Exercise aim => Put every line from the start of the items through the line holding "left=0, top=0, right=120, bottom=90", inclusive, into a Markdown table with two columns, Row and Line. Skip blank lines, number the rows in order, and leave the pictures out.

Task inputs =>

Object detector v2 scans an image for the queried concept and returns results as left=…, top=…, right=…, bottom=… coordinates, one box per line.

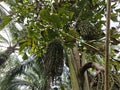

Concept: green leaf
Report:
left=51, top=14, right=62, bottom=27
left=22, top=53, right=28, bottom=60
left=111, top=13, right=118, bottom=22
left=0, top=15, right=12, bottom=30
left=40, top=8, right=50, bottom=22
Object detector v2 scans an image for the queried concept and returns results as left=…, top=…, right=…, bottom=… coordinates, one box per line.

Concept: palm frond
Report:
left=7, top=79, right=36, bottom=90
left=0, top=56, right=43, bottom=90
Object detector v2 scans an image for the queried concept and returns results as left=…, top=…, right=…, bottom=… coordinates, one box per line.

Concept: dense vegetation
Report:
left=0, top=0, right=120, bottom=90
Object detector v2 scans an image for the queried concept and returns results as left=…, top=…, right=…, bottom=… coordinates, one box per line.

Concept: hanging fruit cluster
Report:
left=76, top=20, right=102, bottom=40
left=0, top=45, right=16, bottom=66
left=44, top=39, right=64, bottom=78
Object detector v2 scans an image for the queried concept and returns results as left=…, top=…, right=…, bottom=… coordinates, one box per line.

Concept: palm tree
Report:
left=0, top=56, right=45, bottom=90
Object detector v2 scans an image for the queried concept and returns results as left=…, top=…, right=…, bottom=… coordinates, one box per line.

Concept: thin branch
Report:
left=104, top=0, right=111, bottom=90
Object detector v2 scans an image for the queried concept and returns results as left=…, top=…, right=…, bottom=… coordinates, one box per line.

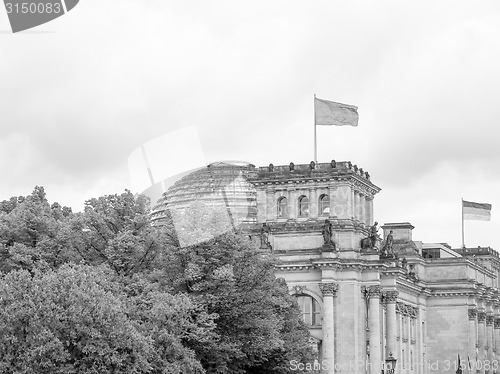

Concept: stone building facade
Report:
left=152, top=161, right=500, bottom=374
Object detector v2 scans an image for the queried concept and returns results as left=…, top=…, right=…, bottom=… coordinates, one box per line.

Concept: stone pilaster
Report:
left=366, top=196, right=373, bottom=226
left=353, top=191, right=361, bottom=221
left=309, top=188, right=318, bottom=218
left=288, top=188, right=299, bottom=218
left=486, top=314, right=494, bottom=372
left=384, top=291, right=399, bottom=359
left=477, top=311, right=486, bottom=373
left=359, top=195, right=368, bottom=225
left=468, top=308, right=477, bottom=374
left=368, top=286, right=382, bottom=374
left=319, top=283, right=338, bottom=374
left=493, top=316, right=500, bottom=372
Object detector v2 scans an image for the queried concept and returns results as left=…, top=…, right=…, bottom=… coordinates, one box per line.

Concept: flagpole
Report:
left=462, top=198, right=465, bottom=248
left=314, top=94, right=318, bottom=164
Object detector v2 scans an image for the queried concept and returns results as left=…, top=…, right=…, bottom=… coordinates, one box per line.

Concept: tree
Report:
left=0, top=265, right=215, bottom=374
left=155, top=204, right=313, bottom=373
left=0, top=186, right=75, bottom=271
left=71, top=190, right=170, bottom=276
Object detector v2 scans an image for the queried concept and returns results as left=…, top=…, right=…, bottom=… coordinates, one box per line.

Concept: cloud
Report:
left=0, top=0, right=500, bottom=251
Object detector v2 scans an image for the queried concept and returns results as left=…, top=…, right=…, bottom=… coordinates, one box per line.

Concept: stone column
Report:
left=477, top=312, right=486, bottom=373
left=309, top=188, right=319, bottom=218
left=493, top=315, right=500, bottom=372
left=368, top=286, right=382, bottom=374
left=359, top=195, right=368, bottom=225
left=319, top=283, right=338, bottom=374
left=365, top=196, right=373, bottom=226
left=468, top=308, right=477, bottom=374
left=353, top=191, right=361, bottom=221
left=349, top=187, right=356, bottom=219
left=486, top=314, right=493, bottom=373
left=328, top=186, right=340, bottom=217
left=384, top=291, right=399, bottom=359
left=288, top=188, right=298, bottom=218
left=266, top=186, right=278, bottom=220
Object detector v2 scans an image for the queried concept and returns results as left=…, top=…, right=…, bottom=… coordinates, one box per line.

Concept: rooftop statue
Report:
left=260, top=223, right=273, bottom=249
left=321, top=219, right=336, bottom=251
left=361, top=222, right=380, bottom=251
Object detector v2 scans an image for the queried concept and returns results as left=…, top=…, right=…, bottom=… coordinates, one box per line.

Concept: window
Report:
left=319, top=195, right=330, bottom=216
left=278, top=196, right=287, bottom=218
left=297, top=295, right=321, bottom=326
left=299, top=196, right=309, bottom=217
left=422, top=248, right=441, bottom=258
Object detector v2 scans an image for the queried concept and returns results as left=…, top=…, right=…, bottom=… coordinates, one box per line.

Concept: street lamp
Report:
left=385, top=352, right=397, bottom=374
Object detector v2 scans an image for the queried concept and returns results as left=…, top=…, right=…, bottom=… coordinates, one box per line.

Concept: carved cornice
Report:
left=384, top=291, right=399, bottom=304
left=368, top=286, right=382, bottom=298
left=468, top=308, right=477, bottom=320
left=319, top=283, right=339, bottom=297
left=292, top=286, right=306, bottom=295
left=486, top=315, right=494, bottom=326
left=396, top=302, right=418, bottom=318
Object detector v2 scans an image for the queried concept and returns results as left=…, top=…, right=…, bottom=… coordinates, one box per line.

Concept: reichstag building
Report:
left=152, top=161, right=500, bottom=374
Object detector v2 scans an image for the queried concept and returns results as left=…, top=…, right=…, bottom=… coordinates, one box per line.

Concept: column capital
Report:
left=319, top=283, right=339, bottom=297
left=486, top=315, right=494, bottom=326
left=468, top=308, right=477, bottom=319
left=383, top=291, right=399, bottom=304
left=368, top=286, right=382, bottom=298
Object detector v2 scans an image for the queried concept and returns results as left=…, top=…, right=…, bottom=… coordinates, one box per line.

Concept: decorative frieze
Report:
left=368, top=286, right=382, bottom=298
left=486, top=315, right=494, bottom=326
left=396, top=302, right=418, bottom=318
left=319, top=283, right=339, bottom=297
left=384, top=291, right=399, bottom=304
left=292, top=286, right=306, bottom=295
left=468, top=308, right=477, bottom=320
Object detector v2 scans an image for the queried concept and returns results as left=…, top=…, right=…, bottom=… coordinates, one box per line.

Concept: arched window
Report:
left=278, top=196, right=287, bottom=218
left=297, top=295, right=321, bottom=326
left=319, top=195, right=330, bottom=216
left=299, top=196, right=309, bottom=217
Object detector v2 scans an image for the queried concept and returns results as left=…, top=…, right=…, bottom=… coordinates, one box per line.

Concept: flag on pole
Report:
left=455, top=355, right=462, bottom=374
left=455, top=355, right=462, bottom=374
left=314, top=97, right=359, bottom=126
left=467, top=355, right=472, bottom=374
left=462, top=200, right=491, bottom=221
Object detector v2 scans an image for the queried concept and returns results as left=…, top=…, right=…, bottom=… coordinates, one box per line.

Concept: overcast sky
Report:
left=0, top=0, right=500, bottom=250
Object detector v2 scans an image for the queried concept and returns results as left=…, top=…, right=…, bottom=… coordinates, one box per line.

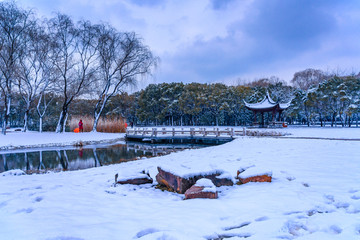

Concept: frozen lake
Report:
left=0, top=142, right=202, bottom=173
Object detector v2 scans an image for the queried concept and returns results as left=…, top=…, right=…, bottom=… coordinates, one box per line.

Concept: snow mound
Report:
left=239, top=166, right=272, bottom=178
left=117, top=170, right=151, bottom=181
left=1, top=169, right=26, bottom=177
left=195, top=178, right=216, bottom=192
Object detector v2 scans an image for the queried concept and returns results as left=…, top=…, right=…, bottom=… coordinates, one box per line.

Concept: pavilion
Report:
left=244, top=93, right=291, bottom=127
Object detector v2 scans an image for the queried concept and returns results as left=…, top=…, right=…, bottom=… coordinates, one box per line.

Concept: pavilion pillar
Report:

Finished task =>
| Row | Line |
|---|---|
| 1 | Object detector v2 scans an image for the queried concept and returns results as left=…, top=…, right=…, bottom=… coordinates, one box per line. |
| 2 | Concept: green leaf |
| 3 | Report: |
| 4 | left=51, top=14, right=62, bottom=27 |
| 5 | left=22, top=53, right=28, bottom=60 |
| 6 | left=111, top=13, right=118, bottom=22 |
| 7 | left=0, top=15, right=12, bottom=30 |
| 8 | left=40, top=8, right=50, bottom=22 |
| 9 | Object detector v2 scans an image for the queried concept and returns results as left=…, top=…, right=…, bottom=… coordinates, one box per line. |
| 10 | Concept: palm frond |
| 11 | Report: |
| 12 | left=7, top=79, right=36, bottom=90 |
| 13 | left=0, top=56, right=43, bottom=90 |
| 14 | Object detector v2 scans an image for the queried concept and returns results as left=…, top=…, right=…, bottom=… coordinates, one box per line. |
| 15 | Concept: dense vegetation |
| 16 | Report: |
| 17 | left=0, top=0, right=120, bottom=90 |